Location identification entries
## Start

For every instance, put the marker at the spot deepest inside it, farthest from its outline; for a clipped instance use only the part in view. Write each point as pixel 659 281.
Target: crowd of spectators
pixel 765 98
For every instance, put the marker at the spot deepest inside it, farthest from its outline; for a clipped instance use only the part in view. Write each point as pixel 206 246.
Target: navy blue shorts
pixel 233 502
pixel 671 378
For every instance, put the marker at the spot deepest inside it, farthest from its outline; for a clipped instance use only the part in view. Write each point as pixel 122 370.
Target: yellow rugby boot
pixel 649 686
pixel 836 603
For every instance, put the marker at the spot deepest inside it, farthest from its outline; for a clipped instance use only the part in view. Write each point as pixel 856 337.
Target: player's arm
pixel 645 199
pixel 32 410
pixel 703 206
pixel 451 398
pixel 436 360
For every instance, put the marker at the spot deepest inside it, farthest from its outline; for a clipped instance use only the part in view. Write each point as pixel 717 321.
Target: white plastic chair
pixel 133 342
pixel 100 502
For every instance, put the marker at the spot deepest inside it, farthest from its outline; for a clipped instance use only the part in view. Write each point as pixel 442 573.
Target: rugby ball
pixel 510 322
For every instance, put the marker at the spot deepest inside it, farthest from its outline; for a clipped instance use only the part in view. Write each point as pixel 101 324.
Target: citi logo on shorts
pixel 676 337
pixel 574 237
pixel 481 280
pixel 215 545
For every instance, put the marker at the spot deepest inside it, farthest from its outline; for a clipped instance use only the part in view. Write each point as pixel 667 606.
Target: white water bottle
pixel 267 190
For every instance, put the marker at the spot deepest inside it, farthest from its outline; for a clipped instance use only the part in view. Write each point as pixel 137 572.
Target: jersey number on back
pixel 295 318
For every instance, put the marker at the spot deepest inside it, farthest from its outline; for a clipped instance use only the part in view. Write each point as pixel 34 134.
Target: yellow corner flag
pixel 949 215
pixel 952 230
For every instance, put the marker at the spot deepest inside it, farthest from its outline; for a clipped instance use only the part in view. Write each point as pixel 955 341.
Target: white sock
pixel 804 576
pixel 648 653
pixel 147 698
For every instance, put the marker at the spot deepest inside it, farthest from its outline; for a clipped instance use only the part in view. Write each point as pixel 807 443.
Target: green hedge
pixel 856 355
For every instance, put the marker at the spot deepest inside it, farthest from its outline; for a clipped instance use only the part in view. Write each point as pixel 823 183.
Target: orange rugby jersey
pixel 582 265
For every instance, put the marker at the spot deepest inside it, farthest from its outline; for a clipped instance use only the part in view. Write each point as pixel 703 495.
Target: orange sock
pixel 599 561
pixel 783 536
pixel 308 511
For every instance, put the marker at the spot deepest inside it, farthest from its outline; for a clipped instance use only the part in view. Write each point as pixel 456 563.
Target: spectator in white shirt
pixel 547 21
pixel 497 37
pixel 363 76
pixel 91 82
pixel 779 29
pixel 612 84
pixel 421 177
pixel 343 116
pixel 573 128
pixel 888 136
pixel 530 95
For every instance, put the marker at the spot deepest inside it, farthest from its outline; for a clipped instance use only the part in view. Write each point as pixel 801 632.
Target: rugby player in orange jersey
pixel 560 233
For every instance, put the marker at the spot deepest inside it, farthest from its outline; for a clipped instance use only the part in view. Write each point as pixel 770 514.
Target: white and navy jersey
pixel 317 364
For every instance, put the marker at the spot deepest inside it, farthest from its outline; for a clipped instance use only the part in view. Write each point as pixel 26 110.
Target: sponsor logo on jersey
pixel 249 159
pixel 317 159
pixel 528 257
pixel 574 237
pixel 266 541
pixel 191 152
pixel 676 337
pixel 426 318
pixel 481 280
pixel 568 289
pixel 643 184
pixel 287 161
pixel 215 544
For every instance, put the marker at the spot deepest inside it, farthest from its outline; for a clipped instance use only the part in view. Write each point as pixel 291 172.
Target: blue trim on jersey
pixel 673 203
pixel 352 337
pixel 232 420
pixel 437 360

## End

PROBLEM TO WORK ON
Copy the records above from their first line through the line containing "pixel 765 98", keeping the requests, and offset every coordinate in the answer points by -107.

SOLUTION BELOW
For every instance, put the marker at the spot deepest inside it, farthest from its outline; for a clipped instance use only the part in view. Write each point as pixel 659 281.
Target: crowd of spectators
pixel 658 -9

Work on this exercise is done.